**Tasks and exercises:**
**1.** List the three ways the repaving post says the simple repavement job has stretched.
**2.** Output the stretch of the repaving post from "Wednesday, August 4, 2010" through "offloading for years.".

Infrastructure August: The Complexity of Simple Repaving

Wednesday, August 4, 2010

They're repaving Glenwood Avenue, leading to the Five Points intersection that defines my neighborhood, and it's been a wonderful lesson in just how freaking complex something that simple can be. I say "they" because most people don't know who usually does this. The street is actually a state highway and thus the responsibility of the state to repave, though the state has in recent years  just paid the city to do it. Either way, of course, it's done by a contractor, hired by one entity or another. Anyhow, with current budget problems, the state can't afford to pay the city, so it undertakes such enterprises itself and commonly runs into surprises poking around streets it's been kind of offloading for years.

Glenwood, for example, turns out to have trolley tracks beneath it, which complicates things marvelously, as evidenced by this fine post by Bruce Siceloff in the Raleigh News & Observer. More, as Siceloff noted, the concrete beneath the tracks was so old that they had to remove it and start all over. So a simple repavement job has stretched in time, in money, and in complexity. By the way -- and more on this as Infrastructure August continues -- those trolleys that we all love and that are making a comeback throughout the country? They sort of invented urban sprawl. Worth remembering.

**Information given:**

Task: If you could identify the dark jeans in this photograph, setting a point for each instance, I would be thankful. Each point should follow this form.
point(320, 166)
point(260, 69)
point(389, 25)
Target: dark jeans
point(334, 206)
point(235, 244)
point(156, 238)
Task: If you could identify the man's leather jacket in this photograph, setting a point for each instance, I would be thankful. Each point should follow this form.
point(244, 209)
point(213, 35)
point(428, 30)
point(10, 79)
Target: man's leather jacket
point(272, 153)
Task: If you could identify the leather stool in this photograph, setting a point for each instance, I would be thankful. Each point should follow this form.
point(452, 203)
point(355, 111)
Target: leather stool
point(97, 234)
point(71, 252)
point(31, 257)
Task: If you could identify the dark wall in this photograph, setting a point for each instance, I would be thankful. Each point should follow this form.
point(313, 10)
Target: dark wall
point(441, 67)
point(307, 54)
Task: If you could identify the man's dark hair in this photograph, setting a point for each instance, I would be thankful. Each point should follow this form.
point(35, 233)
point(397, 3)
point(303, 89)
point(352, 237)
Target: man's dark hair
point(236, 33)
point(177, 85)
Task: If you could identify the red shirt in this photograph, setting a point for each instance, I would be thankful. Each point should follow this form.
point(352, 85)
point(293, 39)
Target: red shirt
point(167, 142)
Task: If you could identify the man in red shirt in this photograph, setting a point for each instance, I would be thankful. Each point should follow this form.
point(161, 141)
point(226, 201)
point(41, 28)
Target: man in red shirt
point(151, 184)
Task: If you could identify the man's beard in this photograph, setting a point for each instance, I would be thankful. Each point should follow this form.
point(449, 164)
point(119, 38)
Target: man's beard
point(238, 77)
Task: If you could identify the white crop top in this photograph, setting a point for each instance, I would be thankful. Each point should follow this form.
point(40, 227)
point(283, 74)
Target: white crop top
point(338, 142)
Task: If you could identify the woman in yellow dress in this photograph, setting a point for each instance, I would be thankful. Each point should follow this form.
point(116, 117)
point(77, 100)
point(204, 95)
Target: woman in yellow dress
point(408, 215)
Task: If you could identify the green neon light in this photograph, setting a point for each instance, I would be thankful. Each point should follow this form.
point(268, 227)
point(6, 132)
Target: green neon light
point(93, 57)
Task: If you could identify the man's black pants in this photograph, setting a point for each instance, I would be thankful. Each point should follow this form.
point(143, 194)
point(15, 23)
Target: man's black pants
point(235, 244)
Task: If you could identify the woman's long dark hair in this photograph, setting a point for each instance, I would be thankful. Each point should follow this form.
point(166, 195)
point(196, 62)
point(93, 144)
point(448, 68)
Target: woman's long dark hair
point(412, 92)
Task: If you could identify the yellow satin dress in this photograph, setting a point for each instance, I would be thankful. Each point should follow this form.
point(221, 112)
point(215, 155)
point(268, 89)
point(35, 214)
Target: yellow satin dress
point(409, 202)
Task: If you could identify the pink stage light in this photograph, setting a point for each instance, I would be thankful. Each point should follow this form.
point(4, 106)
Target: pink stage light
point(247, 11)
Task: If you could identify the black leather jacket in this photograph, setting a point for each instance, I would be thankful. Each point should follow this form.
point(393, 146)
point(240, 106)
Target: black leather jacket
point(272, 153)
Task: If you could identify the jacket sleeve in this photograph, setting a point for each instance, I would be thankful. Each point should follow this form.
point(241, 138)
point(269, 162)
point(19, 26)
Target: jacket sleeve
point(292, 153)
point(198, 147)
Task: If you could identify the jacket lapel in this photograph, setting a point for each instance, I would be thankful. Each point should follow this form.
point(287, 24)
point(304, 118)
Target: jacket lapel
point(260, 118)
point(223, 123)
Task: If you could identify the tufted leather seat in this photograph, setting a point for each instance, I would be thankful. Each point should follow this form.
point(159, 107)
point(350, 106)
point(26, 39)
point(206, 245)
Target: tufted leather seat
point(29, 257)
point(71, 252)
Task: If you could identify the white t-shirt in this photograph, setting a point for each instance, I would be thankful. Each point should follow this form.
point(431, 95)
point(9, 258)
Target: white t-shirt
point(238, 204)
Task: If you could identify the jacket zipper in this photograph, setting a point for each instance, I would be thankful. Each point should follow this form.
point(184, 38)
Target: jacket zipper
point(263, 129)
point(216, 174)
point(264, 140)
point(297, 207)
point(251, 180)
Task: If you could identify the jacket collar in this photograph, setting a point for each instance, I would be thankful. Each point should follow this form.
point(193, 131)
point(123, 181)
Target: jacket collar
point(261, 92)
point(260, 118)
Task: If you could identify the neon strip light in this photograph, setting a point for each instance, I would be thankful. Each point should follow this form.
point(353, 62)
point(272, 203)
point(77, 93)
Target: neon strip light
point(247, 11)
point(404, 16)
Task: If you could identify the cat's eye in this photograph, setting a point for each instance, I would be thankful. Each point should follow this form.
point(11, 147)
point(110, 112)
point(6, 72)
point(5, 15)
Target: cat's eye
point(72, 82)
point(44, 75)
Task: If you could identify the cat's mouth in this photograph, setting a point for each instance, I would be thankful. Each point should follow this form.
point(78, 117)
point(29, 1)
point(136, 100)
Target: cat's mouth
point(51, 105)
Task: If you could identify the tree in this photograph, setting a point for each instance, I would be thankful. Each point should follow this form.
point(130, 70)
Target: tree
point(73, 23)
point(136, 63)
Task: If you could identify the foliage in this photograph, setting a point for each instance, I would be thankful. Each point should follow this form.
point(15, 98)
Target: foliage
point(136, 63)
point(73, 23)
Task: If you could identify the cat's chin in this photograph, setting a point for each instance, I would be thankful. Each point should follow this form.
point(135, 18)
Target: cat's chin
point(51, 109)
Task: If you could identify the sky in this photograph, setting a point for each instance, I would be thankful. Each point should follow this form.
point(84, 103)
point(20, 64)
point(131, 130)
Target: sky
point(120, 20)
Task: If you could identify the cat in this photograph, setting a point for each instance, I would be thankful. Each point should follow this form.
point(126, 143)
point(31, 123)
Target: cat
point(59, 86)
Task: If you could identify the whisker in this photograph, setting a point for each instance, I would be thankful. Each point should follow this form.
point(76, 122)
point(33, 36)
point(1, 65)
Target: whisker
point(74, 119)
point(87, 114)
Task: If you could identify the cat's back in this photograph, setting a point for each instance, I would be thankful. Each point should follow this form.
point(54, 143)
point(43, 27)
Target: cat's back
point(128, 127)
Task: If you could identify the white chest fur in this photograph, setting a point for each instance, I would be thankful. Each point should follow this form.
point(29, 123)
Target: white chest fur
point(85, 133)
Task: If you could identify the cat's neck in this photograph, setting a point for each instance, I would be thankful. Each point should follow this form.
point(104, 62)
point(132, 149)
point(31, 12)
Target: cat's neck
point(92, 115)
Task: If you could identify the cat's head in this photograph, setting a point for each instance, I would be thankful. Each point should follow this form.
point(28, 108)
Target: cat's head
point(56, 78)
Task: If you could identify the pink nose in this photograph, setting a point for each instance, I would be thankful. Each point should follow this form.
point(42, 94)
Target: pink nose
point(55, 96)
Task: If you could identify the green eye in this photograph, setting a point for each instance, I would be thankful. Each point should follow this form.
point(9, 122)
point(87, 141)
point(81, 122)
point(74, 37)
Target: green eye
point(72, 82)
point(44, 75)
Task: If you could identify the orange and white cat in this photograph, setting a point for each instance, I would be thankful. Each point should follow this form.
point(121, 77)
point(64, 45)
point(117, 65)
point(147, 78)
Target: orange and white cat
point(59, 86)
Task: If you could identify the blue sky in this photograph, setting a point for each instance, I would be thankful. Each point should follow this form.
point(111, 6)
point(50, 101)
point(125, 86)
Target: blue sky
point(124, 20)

**List of solutions:**
**1.** time, money, complexity

**2.**
Wednesday, August 4, 2010

They're repaving Glenwood Avenue, leading to the Five Points intersection that defines my neighborhood, and it's been a wonderful lesson in just how freaking complex something that simple can be. I say "they" because most people don't know who usually does this. The street is actually a state highway and thus the responsibility of the state to repave, though the state has in recent years  just paid the city to do it. Either way, of course, it's done by a contractor, hired by one entity or another. Anyhow, with current budget problems, the state can't afford to pay the city, so it undertakes such enterprises itself and commonly runs into surprises poking around streets it's been kind of offloading for years.